— Task brief —
Return all of the records below word for word, keeping every line as it appears.

Location labeling records:
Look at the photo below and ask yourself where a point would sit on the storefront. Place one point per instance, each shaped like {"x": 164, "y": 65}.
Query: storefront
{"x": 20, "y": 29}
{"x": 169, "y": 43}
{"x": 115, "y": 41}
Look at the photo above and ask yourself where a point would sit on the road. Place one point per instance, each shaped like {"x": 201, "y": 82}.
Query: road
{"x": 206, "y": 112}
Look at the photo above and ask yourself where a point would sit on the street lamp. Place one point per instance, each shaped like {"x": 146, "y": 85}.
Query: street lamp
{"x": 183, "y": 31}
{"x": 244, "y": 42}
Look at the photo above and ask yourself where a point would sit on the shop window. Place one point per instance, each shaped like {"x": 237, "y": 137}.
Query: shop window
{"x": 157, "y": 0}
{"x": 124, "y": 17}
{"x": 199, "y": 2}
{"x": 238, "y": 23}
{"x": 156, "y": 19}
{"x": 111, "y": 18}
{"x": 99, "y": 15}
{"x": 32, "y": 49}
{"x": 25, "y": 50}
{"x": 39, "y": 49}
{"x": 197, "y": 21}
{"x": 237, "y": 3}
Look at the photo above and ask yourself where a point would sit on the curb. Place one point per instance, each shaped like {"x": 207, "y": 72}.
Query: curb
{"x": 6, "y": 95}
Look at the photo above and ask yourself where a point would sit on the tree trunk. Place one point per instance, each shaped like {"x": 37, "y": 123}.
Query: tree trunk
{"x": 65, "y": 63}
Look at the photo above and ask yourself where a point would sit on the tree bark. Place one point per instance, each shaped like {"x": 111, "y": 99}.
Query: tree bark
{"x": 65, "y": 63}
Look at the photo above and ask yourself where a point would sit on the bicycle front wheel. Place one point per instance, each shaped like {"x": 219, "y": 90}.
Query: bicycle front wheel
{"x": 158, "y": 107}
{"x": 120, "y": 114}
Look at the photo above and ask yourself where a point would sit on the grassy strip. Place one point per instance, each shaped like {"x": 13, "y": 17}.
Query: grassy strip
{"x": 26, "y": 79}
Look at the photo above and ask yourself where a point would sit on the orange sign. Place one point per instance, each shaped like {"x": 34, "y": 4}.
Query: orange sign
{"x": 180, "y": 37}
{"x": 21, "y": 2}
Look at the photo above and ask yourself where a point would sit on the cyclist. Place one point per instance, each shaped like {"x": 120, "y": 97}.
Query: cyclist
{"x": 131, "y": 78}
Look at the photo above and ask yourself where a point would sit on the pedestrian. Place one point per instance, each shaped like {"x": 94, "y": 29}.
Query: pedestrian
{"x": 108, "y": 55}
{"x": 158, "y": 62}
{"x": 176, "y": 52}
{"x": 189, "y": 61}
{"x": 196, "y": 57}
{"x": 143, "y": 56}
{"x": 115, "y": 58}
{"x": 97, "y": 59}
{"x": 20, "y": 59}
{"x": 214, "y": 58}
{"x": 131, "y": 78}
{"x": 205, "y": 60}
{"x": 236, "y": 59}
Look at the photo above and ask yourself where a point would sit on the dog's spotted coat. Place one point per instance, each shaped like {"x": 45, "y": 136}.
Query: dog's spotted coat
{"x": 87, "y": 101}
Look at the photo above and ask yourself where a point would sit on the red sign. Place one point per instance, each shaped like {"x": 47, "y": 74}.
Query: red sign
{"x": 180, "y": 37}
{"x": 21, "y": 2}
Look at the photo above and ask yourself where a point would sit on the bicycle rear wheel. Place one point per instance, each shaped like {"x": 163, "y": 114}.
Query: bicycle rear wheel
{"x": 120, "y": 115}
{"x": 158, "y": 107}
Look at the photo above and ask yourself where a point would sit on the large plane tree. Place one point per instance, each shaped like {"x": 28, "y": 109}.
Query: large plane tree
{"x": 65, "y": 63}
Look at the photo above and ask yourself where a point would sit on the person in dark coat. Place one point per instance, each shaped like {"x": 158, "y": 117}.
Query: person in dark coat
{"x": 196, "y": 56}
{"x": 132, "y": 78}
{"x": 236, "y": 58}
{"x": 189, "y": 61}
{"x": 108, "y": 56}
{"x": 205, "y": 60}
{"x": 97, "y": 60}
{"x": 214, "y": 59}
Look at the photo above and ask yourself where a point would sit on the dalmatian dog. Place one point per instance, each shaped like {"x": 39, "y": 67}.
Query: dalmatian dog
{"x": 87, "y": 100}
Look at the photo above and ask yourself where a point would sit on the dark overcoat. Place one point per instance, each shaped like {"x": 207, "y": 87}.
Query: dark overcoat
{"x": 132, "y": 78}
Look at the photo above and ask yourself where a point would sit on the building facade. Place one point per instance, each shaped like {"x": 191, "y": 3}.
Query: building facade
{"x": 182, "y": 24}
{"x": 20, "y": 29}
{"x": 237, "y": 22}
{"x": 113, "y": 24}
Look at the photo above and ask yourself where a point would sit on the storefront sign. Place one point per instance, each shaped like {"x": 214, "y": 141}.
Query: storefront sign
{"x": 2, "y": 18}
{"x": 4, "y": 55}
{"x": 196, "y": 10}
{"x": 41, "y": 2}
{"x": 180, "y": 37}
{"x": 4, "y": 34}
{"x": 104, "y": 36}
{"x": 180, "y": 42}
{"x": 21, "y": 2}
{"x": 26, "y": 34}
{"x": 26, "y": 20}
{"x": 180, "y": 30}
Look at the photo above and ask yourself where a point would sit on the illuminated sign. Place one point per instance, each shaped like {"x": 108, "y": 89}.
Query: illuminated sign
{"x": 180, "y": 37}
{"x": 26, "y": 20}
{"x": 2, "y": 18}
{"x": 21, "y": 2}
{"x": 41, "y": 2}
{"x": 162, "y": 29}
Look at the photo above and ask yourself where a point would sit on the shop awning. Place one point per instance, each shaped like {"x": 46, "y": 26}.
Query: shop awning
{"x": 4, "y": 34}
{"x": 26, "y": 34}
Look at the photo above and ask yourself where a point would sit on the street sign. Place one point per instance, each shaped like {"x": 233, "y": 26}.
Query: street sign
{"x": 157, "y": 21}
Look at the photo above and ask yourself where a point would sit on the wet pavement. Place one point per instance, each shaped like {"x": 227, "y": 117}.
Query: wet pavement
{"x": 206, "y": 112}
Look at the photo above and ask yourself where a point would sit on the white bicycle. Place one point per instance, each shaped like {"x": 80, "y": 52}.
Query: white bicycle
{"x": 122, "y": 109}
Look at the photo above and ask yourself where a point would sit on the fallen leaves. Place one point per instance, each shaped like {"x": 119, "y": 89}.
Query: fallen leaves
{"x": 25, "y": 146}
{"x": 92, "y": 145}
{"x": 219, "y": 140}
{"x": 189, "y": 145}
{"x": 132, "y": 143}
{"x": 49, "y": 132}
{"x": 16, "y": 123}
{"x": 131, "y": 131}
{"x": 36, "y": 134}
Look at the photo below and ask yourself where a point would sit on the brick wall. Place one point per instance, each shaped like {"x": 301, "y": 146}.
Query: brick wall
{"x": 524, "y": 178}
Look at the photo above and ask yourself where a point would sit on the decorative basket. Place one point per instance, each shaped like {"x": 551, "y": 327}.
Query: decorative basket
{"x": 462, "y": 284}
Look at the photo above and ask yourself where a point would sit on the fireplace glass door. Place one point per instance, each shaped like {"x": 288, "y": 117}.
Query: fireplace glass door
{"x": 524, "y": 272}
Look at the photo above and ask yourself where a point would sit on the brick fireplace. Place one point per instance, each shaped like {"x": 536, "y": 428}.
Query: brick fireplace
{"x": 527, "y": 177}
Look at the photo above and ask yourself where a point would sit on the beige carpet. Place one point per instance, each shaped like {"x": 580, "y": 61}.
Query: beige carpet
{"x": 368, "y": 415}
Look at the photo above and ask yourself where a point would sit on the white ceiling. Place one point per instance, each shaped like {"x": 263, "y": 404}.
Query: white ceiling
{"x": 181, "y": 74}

— Output of the task —
Look at the photo below and ask yourself where a point would sit on the storefront. Place one point per instance, each shaped like {"x": 164, "y": 65}.
Query: storefront
{"x": 20, "y": 29}
{"x": 169, "y": 43}
{"x": 115, "y": 41}
Look at the photo above and ask yourself where a point would sit on the road. Place one point per instance, each shaped like {"x": 201, "y": 82}.
Query: road
{"x": 206, "y": 112}
Look at the photo above and ask yourself where a point would sit on the street lamp. Place one point per instance, each shaped like {"x": 146, "y": 85}.
Query: street lamp
{"x": 183, "y": 31}
{"x": 244, "y": 42}
Look at the photo above and ask yourself where a point would sit on the shop window. Place one point per instance, each shaped like {"x": 237, "y": 137}.
Query: shop window
{"x": 157, "y": 0}
{"x": 124, "y": 17}
{"x": 199, "y": 2}
{"x": 238, "y": 23}
{"x": 156, "y": 19}
{"x": 111, "y": 18}
{"x": 99, "y": 15}
{"x": 32, "y": 49}
{"x": 25, "y": 50}
{"x": 39, "y": 49}
{"x": 197, "y": 21}
{"x": 237, "y": 3}
Look at the photo above and ask yourself where a point would sit on the curb. Place one point per instance, each shaped like {"x": 207, "y": 72}.
Query: curb
{"x": 6, "y": 95}
Look at the photo above and ask yourself where a point would sit on the tree trunk. Place one point per instance, each shaped like {"x": 37, "y": 123}.
Query: tree trunk
{"x": 65, "y": 63}
Look at the photo above and ask yourself where a point would sit on the tree bark. Place one point per instance, each shaped like {"x": 111, "y": 99}.
Query: tree bark
{"x": 65, "y": 63}
Look at the photo above and ask yourself where a point would sit on the bicycle front wheel. Place one point per instance, each shaped like {"x": 219, "y": 90}.
Query: bicycle front wheel
{"x": 158, "y": 107}
{"x": 120, "y": 114}
Look at the photo above and ask yourself where a point would sit on the grassy strip. Place one point per instance, each shaped like {"x": 13, "y": 17}.
Query: grassy strip
{"x": 26, "y": 79}
Look at the photo above and ask yourself where a point would sit on the orange sign. Place one point per instance, each shaped like {"x": 34, "y": 4}.
Query: orange sign
{"x": 180, "y": 37}
{"x": 21, "y": 2}
Look at the photo above and ask yourself where a point would sit on the cyclist. Place one point per instance, each shaped like {"x": 120, "y": 97}.
Query: cyclist
{"x": 131, "y": 78}
Look at the photo above and ask yourself where a point would sit on the pedestrian. Place one point per instance, each shaped like {"x": 94, "y": 29}.
Query: pedestrian
{"x": 108, "y": 55}
{"x": 158, "y": 62}
{"x": 176, "y": 52}
{"x": 189, "y": 61}
{"x": 196, "y": 57}
{"x": 143, "y": 56}
{"x": 115, "y": 58}
{"x": 97, "y": 59}
{"x": 20, "y": 59}
{"x": 214, "y": 58}
{"x": 131, "y": 78}
{"x": 205, "y": 60}
{"x": 236, "y": 59}
Look at the photo above and ask yourself where a point would sit on the dog's spotted coat. Place one point per instance, each shaped like {"x": 45, "y": 136}.
Query: dog's spotted coat
{"x": 87, "y": 101}
Look at the photo above and ask yourself where a point would sit on the red sign. Place one point per instance, each shaped like {"x": 47, "y": 74}.
Query: red sign
{"x": 180, "y": 37}
{"x": 21, "y": 2}
Look at the photo above and ask yourself where a point would sit on the bicycle rear wheel. Place one point per instance, each shaped like {"x": 163, "y": 114}.
Query: bicycle rear wheel
{"x": 120, "y": 115}
{"x": 158, "y": 107}
Look at the photo above and ask yourself where a point would sit on the large plane tree. Place one point per instance, each shaped like {"x": 28, "y": 109}.
Query: large plane tree
{"x": 65, "y": 63}
Look at the photo above and ask yourself where a point would sit on the person in dark coat. Place one point per instance, each shaped like {"x": 158, "y": 117}.
Query: person in dark coat
{"x": 196, "y": 56}
{"x": 132, "y": 78}
{"x": 236, "y": 58}
{"x": 189, "y": 61}
{"x": 108, "y": 56}
{"x": 205, "y": 60}
{"x": 97, "y": 60}
{"x": 214, "y": 59}
Look at the photo above and ask yourself where a point would sit on the dalmatian dog. Place one point per instance, each shaped like {"x": 39, "y": 67}.
Query: dalmatian dog
{"x": 87, "y": 100}
Look at the photo above and ask yourself where a point would sit on the dark overcoat. Place one point per instance, each shaped like {"x": 207, "y": 87}.
Query: dark overcoat
{"x": 132, "y": 78}
Look at the photo above and ask yourself where a point would sit on the building facade. Place one point per instance, each shaped like {"x": 191, "y": 3}.
Query: building facade
{"x": 182, "y": 24}
{"x": 20, "y": 29}
{"x": 237, "y": 22}
{"x": 113, "y": 24}
Look at the photo above and ask yourself where a point would sit on the storefront sign. Place one point per instance, each shaped like {"x": 214, "y": 141}.
Query: storefront sign
{"x": 2, "y": 18}
{"x": 4, "y": 55}
{"x": 196, "y": 10}
{"x": 41, "y": 2}
{"x": 180, "y": 37}
{"x": 4, "y": 34}
{"x": 104, "y": 36}
{"x": 180, "y": 42}
{"x": 21, "y": 2}
{"x": 26, "y": 34}
{"x": 26, "y": 20}
{"x": 180, "y": 30}
Look at the photo above and ask yourself where a point would sit on the illuminated sign. Place one point per instance, each shaped like {"x": 108, "y": 89}.
Query: illuminated sign
{"x": 180, "y": 37}
{"x": 26, "y": 20}
{"x": 2, "y": 18}
{"x": 21, "y": 2}
{"x": 41, "y": 2}
{"x": 162, "y": 29}
Look at the photo above and ask yourself where a point would sit on the shop awning. Place one point per instance, each shaped like {"x": 46, "y": 26}.
Query: shop awning
{"x": 4, "y": 34}
{"x": 26, "y": 34}
Look at the photo above and ask yourself where a point would sit on the street sign. Place one point per instance, each shaped like {"x": 233, "y": 26}.
Query: street sign
{"x": 157, "y": 21}
Look at the photo above and ask yourself where a point would sit on the wet pavement. Place one point per instance, each shaped like {"x": 227, "y": 117}.
Query: wet pavement
{"x": 206, "y": 112}
Look at the photo above and ask yourself where a point would sit on the white bicycle. Place one point per instance, each shaped like {"x": 80, "y": 52}.
Query: white bicycle
{"x": 122, "y": 109}
Look at the photo above and ask yourself where a point would sit on the fallen leaves. Place one point per instance, each shaped like {"x": 119, "y": 89}.
Query: fallen leaves
{"x": 25, "y": 146}
{"x": 92, "y": 145}
{"x": 219, "y": 140}
{"x": 189, "y": 145}
{"x": 132, "y": 143}
{"x": 49, "y": 132}
{"x": 16, "y": 123}
{"x": 131, "y": 131}
{"x": 36, "y": 134}
Look at the photo below and ask yourself where a point would sit on the brick wall. Place one point per instance, each shaped like {"x": 301, "y": 146}.
Query: brick wall
{"x": 524, "y": 178}
Look at the photo above and ask yourself where a point would sit on the decorative basket. Place one point per instance, each shaped like {"x": 551, "y": 327}.
Query: decorative basket
{"x": 462, "y": 284}
Look at the photo above and ask yourself where a point would sit on the fireplace glass door. Place one point per instance, each shaped like {"x": 288, "y": 117}.
Query: fireplace glass door
{"x": 524, "y": 272}
Look at the photo above and ask yourself where a point would sit on the brick fireplace. Place one point per instance, each shaped like {"x": 536, "y": 428}.
Query: brick fireplace
{"x": 527, "y": 177}
Look at the photo above and ask yourself where a point would sit on the beige carpet. Place one point per instance, each shaped like {"x": 580, "y": 61}.
Query: beige carpet
{"x": 368, "y": 415}
Look at the photo above and ask yourself where a point would sit on the white ceiling. Place one point per instance, each shaped like {"x": 263, "y": 404}.
Query: white ceiling
{"x": 181, "y": 74}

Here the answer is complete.